INFORMATION GIVEN:
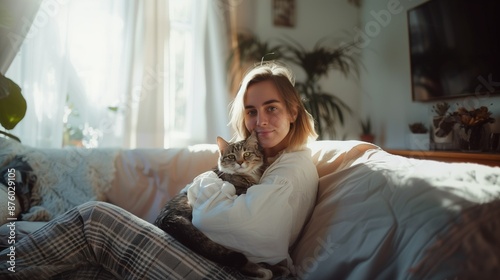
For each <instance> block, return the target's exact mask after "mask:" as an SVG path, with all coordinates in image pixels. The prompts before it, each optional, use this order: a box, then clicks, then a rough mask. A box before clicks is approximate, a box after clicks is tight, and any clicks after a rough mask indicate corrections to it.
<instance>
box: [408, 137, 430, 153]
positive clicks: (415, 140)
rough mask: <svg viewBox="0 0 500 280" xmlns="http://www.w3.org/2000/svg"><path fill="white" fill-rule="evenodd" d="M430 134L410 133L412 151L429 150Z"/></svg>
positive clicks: (410, 141) (421, 150) (410, 149)
mask: <svg viewBox="0 0 500 280" xmlns="http://www.w3.org/2000/svg"><path fill="white" fill-rule="evenodd" d="M429 144H430V141H429V134H427V133H410V134H409V135H408V146H409V149H410V150H420V151H428V150H429Z"/></svg>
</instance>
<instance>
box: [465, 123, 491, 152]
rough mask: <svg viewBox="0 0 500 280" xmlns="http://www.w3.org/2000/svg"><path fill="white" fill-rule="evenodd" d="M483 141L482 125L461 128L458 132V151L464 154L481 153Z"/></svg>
mask: <svg viewBox="0 0 500 280" xmlns="http://www.w3.org/2000/svg"><path fill="white" fill-rule="evenodd" d="M484 141H485V127H484V125H476V126H463V127H461V128H460V132H459V145H460V150H462V151H464V152H482V151H483V147H484V143H485V142H484Z"/></svg>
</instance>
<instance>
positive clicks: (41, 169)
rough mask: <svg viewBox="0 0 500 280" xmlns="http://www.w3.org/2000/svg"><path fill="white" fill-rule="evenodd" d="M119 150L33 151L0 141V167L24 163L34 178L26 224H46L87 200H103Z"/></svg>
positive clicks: (23, 216) (20, 143) (113, 174)
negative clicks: (33, 183) (12, 162)
mask: <svg viewBox="0 0 500 280" xmlns="http://www.w3.org/2000/svg"><path fill="white" fill-rule="evenodd" d="M117 153H118V149H104V148H100V149H84V148H61V149H41V148H33V147H29V146H26V145H22V144H21V143H18V142H15V141H13V140H10V139H5V138H0V166H5V165H6V164H8V163H9V162H10V161H11V160H12V159H13V158H14V157H16V156H20V157H22V159H23V160H24V161H25V162H27V163H28V164H29V165H30V166H31V168H32V170H33V174H34V175H35V176H36V182H35V185H34V187H33V189H32V193H31V201H30V202H31V203H30V208H29V209H28V210H27V211H25V212H24V213H22V214H21V216H20V219H21V220H25V221H49V220H51V219H52V218H54V217H55V216H57V215H60V214H63V213H64V212H66V211H68V210H69V209H71V208H73V207H75V206H77V205H80V204H82V203H84V202H87V201H90V200H105V193H106V191H107V190H108V189H109V188H110V186H111V182H112V180H113V177H114V172H115V169H114V159H115V157H116V155H117Z"/></svg>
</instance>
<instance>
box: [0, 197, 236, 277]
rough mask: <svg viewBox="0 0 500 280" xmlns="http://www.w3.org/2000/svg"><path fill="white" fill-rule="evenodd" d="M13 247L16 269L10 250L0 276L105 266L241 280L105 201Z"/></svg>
mask: <svg viewBox="0 0 500 280" xmlns="http://www.w3.org/2000/svg"><path fill="white" fill-rule="evenodd" d="M14 246H15V252H16V254H15V267H14V269H15V272H11V271H9V270H8V268H9V267H11V264H10V263H9V262H8V261H9V256H7V253H8V252H9V249H7V250H4V251H3V252H1V253H0V276H2V277H0V278H2V279H5V278H4V276H7V277H9V278H11V277H12V278H13V279H16V278H19V279H29V278H36V279H47V278H51V277H54V276H57V275H60V274H72V273H77V274H78V273H86V271H87V272H90V271H88V270H93V271H97V272H99V271H100V272H99V273H102V270H104V271H106V274H110V275H114V276H115V277H116V278H118V279H201V278H205V279H221V278H222V279H239V278H241V275H239V274H237V273H235V272H234V271H233V270H231V269H227V268H223V267H221V266H219V265H216V264H214V263H212V262H210V261H208V260H206V259H204V258H202V257H200V256H198V255H196V254H194V253H193V252H191V251H189V250H188V249H186V248H185V247H184V246H182V245H181V244H180V243H178V242H177V241H176V240H175V239H173V238H172V237H170V236H169V235H167V234H166V233H164V232H163V231H162V230H160V229H158V228H157V227H156V226H154V225H152V224H151V223H148V222H146V221H144V220H142V219H140V218H138V217H136V216H134V215H132V214H130V213H129V212H127V211H125V210H124V209H121V208H119V207H117V206H114V205H112V204H109V203H105V202H89V203H86V204H83V205H81V206H79V207H76V208H74V209H72V210H70V211H68V212H67V213H66V214H64V215H62V216H60V217H58V218H56V219H54V220H53V221H51V222H50V223H48V224H47V225H46V226H44V227H43V228H41V229H40V230H38V231H36V232H35V233H33V234H31V235H29V236H27V237H26V238H23V239H22V240H19V242H17V243H16V244H15V245H14ZM90 267H91V268H92V269H89V268H90Z"/></svg>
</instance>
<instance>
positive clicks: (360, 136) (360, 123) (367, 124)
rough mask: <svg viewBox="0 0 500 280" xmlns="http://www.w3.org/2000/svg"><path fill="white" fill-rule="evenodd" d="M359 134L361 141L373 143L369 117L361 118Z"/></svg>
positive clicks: (374, 135)
mask: <svg viewBox="0 0 500 280" xmlns="http://www.w3.org/2000/svg"><path fill="white" fill-rule="evenodd" d="M360 124H361V135H360V136H359V138H360V140H361V141H365V142H370V143H375V135H373V133H372V125H371V121H370V119H369V118H368V117H367V118H366V120H364V121H363V120H361V121H360Z"/></svg>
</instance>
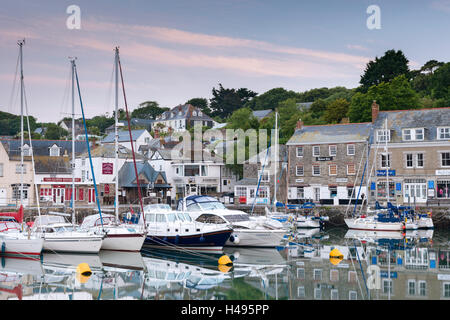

ASSIGNMENT:
In the listing above, find the line containing "141L482 125L461 128L458" and the line containing "positive clicks: (23, 216)", then repeat those two lines and everything between them exactly.

FINISHED EXERCISE:
rough mask: <svg viewBox="0 0 500 280" xmlns="http://www.w3.org/2000/svg"><path fill="white" fill-rule="evenodd" d="M483 141L482 125L461 128L458 132V151L464 154L481 153Z"/></svg>
mask: <svg viewBox="0 0 500 280" xmlns="http://www.w3.org/2000/svg"><path fill="white" fill-rule="evenodd" d="M484 141H485V127H484V125H476V126H463V127H461V128H460V132H459V145H460V150H462V151H464V152H482V151H483V147H484V143H485V142H484Z"/></svg>
</instance>
<instance>
positive clicks: (41, 169)
rough mask: <svg viewBox="0 0 500 280" xmlns="http://www.w3.org/2000/svg"><path fill="white" fill-rule="evenodd" d="M119 150L33 151L0 141V167L24 163L34 178L26 224H46L87 200H103Z"/></svg>
positive clicks: (23, 216) (20, 143) (113, 174)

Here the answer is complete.